Required task -> Can you copy out the records below word for word, leaving out the pictures?

Material ->
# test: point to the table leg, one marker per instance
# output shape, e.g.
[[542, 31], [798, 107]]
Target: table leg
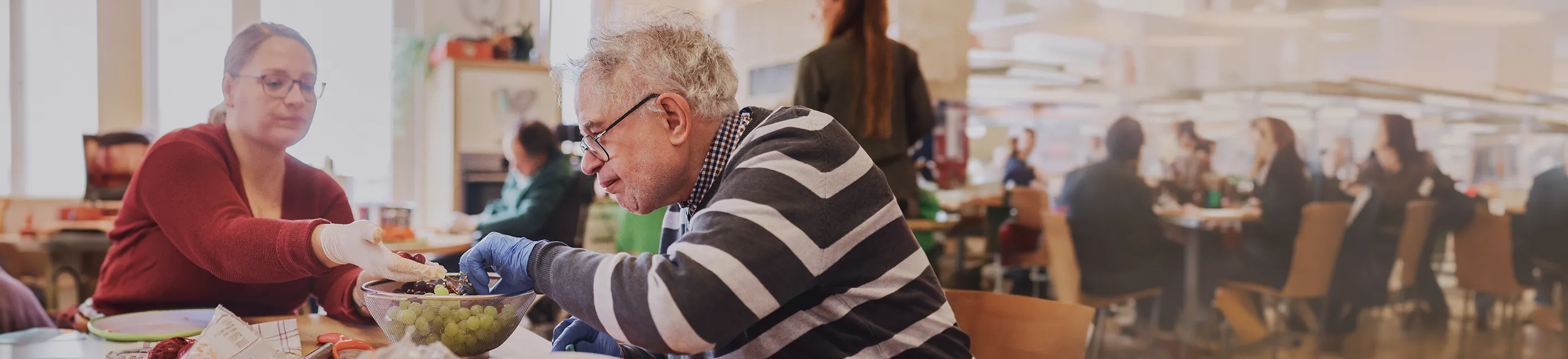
[[1189, 315]]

Answer for the task ->
# test: point to the table leg, one marker per instance
# output shape, e.g.
[[542, 31], [798, 107]]
Target: table leg
[[1189, 315]]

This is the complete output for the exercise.